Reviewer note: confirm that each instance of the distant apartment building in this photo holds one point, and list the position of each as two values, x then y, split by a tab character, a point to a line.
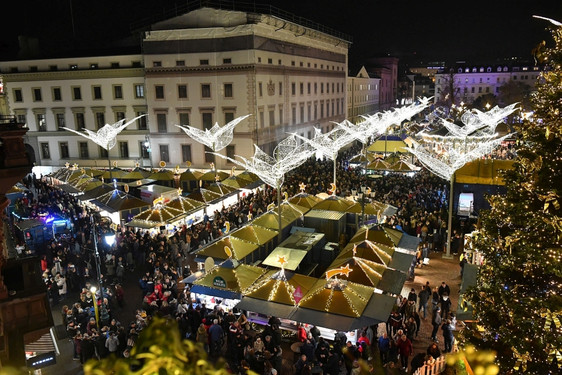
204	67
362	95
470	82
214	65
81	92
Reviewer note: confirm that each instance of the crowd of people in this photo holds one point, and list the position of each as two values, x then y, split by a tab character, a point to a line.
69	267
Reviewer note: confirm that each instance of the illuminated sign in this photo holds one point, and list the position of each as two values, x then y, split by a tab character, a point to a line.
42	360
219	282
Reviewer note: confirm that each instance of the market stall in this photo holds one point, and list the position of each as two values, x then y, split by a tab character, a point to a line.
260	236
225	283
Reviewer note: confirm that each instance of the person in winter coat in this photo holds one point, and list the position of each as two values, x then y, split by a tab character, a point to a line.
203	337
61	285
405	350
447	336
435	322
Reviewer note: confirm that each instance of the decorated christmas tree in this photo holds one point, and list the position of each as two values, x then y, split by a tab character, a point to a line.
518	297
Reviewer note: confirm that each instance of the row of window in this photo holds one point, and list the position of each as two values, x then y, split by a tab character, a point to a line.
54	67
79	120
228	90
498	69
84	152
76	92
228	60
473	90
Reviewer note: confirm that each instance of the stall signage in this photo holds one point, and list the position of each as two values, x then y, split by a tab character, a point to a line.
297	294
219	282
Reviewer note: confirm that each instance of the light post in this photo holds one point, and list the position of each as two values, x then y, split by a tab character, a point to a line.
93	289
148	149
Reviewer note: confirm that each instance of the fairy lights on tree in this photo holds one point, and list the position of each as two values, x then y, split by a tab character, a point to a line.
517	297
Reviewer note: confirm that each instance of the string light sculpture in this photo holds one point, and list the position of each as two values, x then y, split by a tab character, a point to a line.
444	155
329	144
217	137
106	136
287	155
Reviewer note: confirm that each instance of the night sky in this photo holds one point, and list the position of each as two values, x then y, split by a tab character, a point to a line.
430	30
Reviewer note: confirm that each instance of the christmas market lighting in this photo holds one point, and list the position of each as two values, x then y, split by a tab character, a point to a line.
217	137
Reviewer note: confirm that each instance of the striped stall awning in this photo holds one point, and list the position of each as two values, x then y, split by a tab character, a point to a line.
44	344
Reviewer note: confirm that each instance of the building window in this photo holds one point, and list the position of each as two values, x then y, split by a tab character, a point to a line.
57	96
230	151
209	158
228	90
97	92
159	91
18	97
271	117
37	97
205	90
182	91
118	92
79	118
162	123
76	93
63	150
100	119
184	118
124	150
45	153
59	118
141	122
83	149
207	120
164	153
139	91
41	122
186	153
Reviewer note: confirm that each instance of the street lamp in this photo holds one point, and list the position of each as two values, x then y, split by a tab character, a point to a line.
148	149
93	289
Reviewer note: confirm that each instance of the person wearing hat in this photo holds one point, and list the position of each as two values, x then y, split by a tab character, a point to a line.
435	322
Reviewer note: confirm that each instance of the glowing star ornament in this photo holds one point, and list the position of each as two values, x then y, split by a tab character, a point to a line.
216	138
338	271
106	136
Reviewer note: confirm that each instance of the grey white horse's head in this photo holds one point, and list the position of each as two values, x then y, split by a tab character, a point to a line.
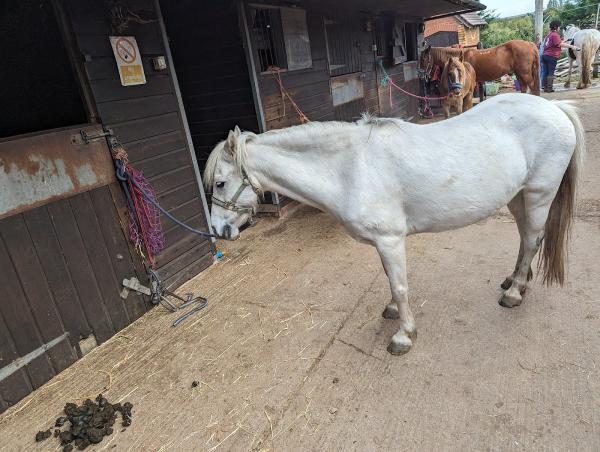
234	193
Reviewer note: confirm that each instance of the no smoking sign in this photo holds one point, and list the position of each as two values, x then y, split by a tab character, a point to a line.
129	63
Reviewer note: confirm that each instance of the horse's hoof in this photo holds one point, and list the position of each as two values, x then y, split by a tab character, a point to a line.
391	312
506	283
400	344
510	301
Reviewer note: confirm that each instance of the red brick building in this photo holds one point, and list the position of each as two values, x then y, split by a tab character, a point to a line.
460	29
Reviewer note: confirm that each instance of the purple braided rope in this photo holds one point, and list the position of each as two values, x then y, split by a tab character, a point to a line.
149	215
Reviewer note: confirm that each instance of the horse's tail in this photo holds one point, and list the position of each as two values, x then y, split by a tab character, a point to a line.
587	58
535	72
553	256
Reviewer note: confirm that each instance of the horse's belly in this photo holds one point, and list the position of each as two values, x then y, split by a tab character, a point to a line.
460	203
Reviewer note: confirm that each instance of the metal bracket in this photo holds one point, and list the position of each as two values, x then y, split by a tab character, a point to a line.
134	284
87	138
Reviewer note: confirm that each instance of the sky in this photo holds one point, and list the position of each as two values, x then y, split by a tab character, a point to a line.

------------------------------------------------------------------------

* [YOUR INSTRUCTIONS]
Restate the entire listing word for word, excluding pictures.

* [THE COMPLETED TASK]
Reviewer note: confirm that each instance of the distant apartment building in this photo holds one point, and list the position of each as two values, x then y, split by a tab character, a point to a line.
204	67
362	95
470	82
214	65
81	92
Reviewer note: confirm that each instance of the crowd of people in this photo holds one point, and list the position of each as two values, x then y, split by a tab character, a point to a line.
69	267
Reviewer note: confirm that each instance of the illuminated sign in this photo holds one point, and list the position of each as two values, x then y, split by a tab character, a point to a line.
42	360
219	282
Reviewer note: confirm that each instance of the market stall in this photo holds one point, and list the position of each as two values, x then y, split by a tab character, a point to a line.
260	236
225	283
Reviewer note: confirm that each instance of the person in winter coat in this photo holds one point, and list the position of each as two values, x then y, split by a tab character, a point to a line.
203	337
61	285
405	350
447	336
435	322
Reviewer note: confirm that each instance of the decorated christmas tree in this photo holds one point, and list the position of each as two values, x then y, split by a tab character, a point to a line.
518	297
Reviewer note: confirm that each instance of the row of window in this photo holds one point, and list the position of each as two values, x then y, split by a tab character, a point to a line.
54	67
79	120
228	90
498	69
84	152
76	92
228	60
473	90
Reviewer note: confirm that each instance of the stall signage in this photo holds one point, and list the position of each as two values, x then y, split by a tab character, a point to a line.
297	294
219	282
Reviewer note: confirm that each instance of the light post in this photo holds one point, and list the position of each as two values, x then y, split by a tab character, a point to a line.
93	289
148	149
Reviewer note: confirm that each instance of the fairy lights on tree in this photo holds one point, and list the position of each as two values, x then y, split by a tab character, a point to a line.
517	297
Reviewer note: confirm that each instance of the string light sculpture in this photo holds one point, and list the position of each as two values, x then y, split by a tab character, a point to a line.
444	155
329	144
217	137
106	136
287	155
Reviewer note: confirm that each instance of the night sky in this photo holds one point, and list the position of each as two values, x then y, split by a tab character, a point to a line.
430	30
Reviewer note: confirm that each instance of the christmas market lighting in this photo holds one point, and list the position of each as two values, x then y, split by a tab character, a point to a line.
217	137
Reviewer note: confirm that each instance of the striped stall awning in this photo holds one point, and list the position of each as two values, x then y, split by a tab character, a point to a line.
44	344
Reviewer note: confirm that each instance of the building window in this photo holds one point, and list the position of each as two values, x then y, split by a tab character, a point to a line.
57	96
230	151
209	158
228	90
97	92
159	91
18	97
271	117
37	97
205	90
182	91
118	92
79	118
162	123
76	93
63	150
100	119
184	118
124	150
45	153
59	118
141	122
83	149
207	120
164	153
139	91
41	122
186	153
Reviewer note: confirm that each instance of the street lamp in this photo holds one point, and list the position of each as two values, x then y, split by a tab character, a point to a line.
148	149
93	289
Reviewer note: confirm that each instance of the person wearing hat in this photo holds one point, and list the position of each as two values, x then y, split by a tab character, a point to a line.
435	322
Reviewer note: confirm that each instance of the glowing star ornament in this photo holds one point, and list the position of each as two values, x then y, split by a tab character, a point to a line.
216	138
338	271
106	136
Reviewer note: confirm that each instance of the grey white horse's head in this photo holds one point, and list the position of each as two values, x then y, split by a tab character, a point to a line.
234	193
Reviewer note: confirm that each instance of the no smoking sign in this photo holds one point, and list the position of each as two values, x then y, split by a tab character, a point to a line.
129	63
Reviewer note: confirm that each instance of the horse's hoof in this photo holds one point, and list the position of each as two values, x then y, split by a tab character, a point to a line.
391	312
506	283
400	344
510	301
Reviewer note: confirm that each instance of the red brick building in this photo holds one point, and list the position of each as two values, x then y, split by a tab character, a point to a line.
460	29
Reviewer note: confirm that each instance of the purple braided rope in this photo holds one point, and list the position of each as two values, x then y, split by a tab character, a point to a line.
149	215
Reviewer note: confirm that each instance of the horse's tail in this photo holds one point, and list the position of each as two values, x then y, split by a tab character, a point to a line.
587	58
535	72
553	256
Reviewer note: confirm that each instance of the horse's belly in this photo holds one point, and list the position of each as two values, x then y, split by a tab character, a point to a line.
460	203
Reviewer note: confirm that each instance of the metal bracket in this photo holds one point, and list the position of each as two values, x then y, split by a tab character, a point to a line.
134	284
87	138
Reviewer note: confirm that each instance of the sky in this photo holds one point, and list the position of each as two values, x then y, split by a tab character, a point to a line.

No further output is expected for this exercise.